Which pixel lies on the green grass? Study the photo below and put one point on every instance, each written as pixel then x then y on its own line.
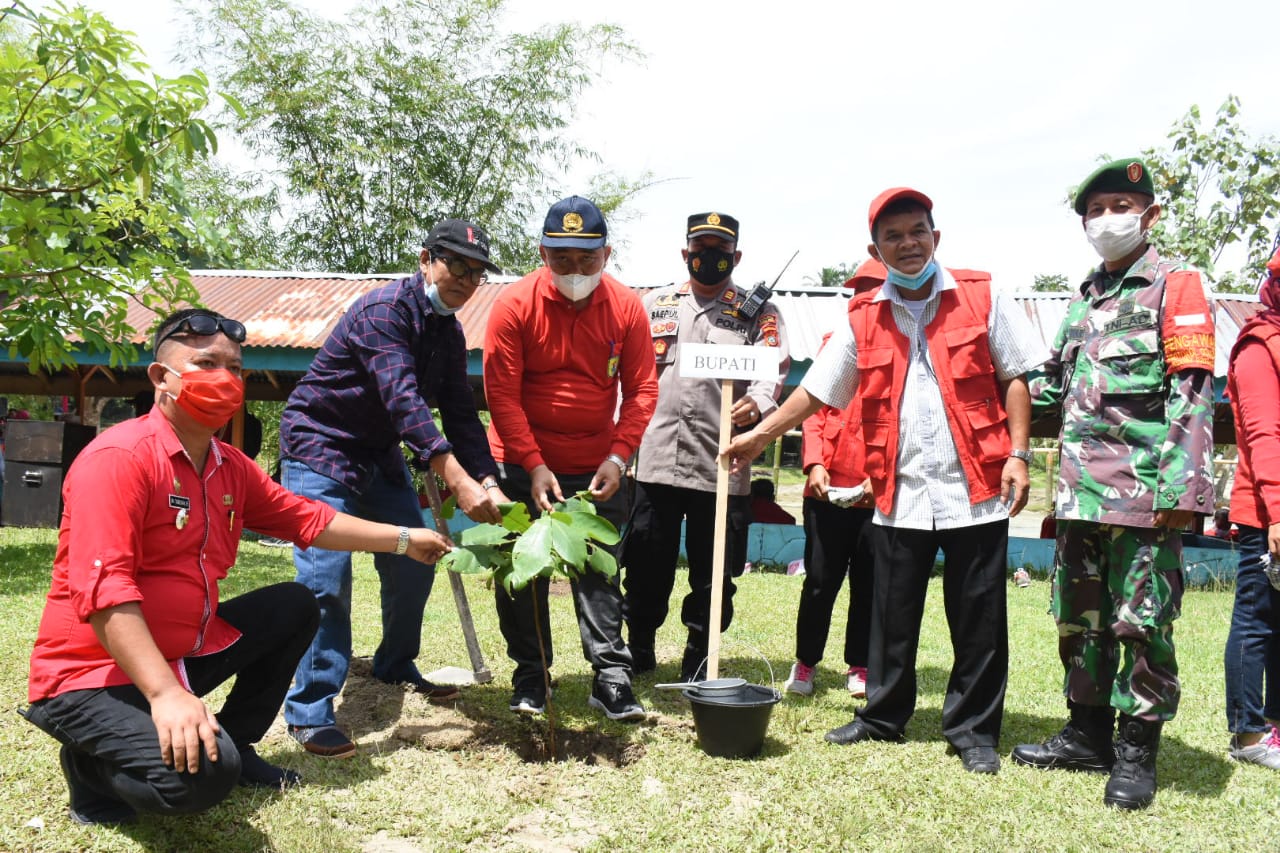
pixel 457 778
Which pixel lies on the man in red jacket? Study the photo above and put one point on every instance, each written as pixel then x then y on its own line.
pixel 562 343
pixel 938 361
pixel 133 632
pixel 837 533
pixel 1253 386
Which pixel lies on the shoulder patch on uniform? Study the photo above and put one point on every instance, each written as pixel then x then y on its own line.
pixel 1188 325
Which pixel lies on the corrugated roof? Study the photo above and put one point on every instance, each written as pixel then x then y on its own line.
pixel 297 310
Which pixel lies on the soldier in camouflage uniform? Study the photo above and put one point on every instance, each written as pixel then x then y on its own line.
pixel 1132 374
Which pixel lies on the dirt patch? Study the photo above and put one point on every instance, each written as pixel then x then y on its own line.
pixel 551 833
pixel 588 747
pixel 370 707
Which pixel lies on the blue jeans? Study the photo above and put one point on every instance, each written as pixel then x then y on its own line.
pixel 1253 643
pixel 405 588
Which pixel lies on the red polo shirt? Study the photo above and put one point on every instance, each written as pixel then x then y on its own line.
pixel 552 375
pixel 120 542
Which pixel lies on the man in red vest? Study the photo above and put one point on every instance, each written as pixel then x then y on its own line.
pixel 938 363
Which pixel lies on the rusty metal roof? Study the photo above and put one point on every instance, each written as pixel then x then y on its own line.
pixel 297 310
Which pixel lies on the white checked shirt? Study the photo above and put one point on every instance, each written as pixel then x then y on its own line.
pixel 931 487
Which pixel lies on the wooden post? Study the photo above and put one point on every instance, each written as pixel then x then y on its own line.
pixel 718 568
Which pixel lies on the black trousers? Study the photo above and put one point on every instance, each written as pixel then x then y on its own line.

_ _ _ _

[WORK INSTRUCTION]
Copy out every entry above, character for character, excluding pictures.

[YOUR RESPONSE]
Which pixel lies on the green grass? Study the photo below and put one point on every instance, each written as pixel then x then y on its own line.
pixel 457 778
Which pixel lies on the man in red jacket? Study the photo above and put one point on every instance, each written as pixel then x then y on its own line.
pixel 562 343
pixel 938 361
pixel 133 632
pixel 837 533
pixel 1253 386
Which pixel lies on the shoulder patch on uniform? Study the photo above and put one point on every instance, each written as pixel then x then y on its own line.
pixel 1188 325
Which pixel lies on the corrugated roof? Study the photo above and put one point on every instance, each written as pixel then x then y on its own line.
pixel 297 310
Which pixel lies on the soldier in camouflage uniform? Study the photo above and put one point on every instance, each written as pixel then x then y on its own line.
pixel 1132 374
Which pixel lies on the dirt patch? Study the photo above and put one point on every instance, each written as pixel then x then y on its own line.
pixel 551 833
pixel 588 747
pixel 370 707
Which pixel lies on the blue jeans? Study the photo above and put one point on every instance, each written as pixel then x then y on its own line.
pixel 1253 643
pixel 405 588
Which pixel lies on the red polo shirt? Study the photo above and put one point on every instance, each written as pixel then x then y on its own line.
pixel 552 375
pixel 120 542
Which pixel lies on the man in red vest? Study the photo above and put one point on every instance, each written as pixel then x then y on its own line.
pixel 938 363
Which pixel lies on the rusty metal roof? Study the photo above and put one point on every instance, each written as pixel then x then y on its own line.
pixel 297 310
Which pixel lies on the white checked shirt? Study the photo above and put one point on every instance, each written as pixel then x then y on its own line.
pixel 931 487
Which pixel lies on the wooden post? Study the photo above and put one point on every instance, each written as pixel then x then y on its own line.
pixel 718 568
Which pixel lies on the black trousers? Study the photo above and put one point on every instance, each written as pixel then x then y on its own line.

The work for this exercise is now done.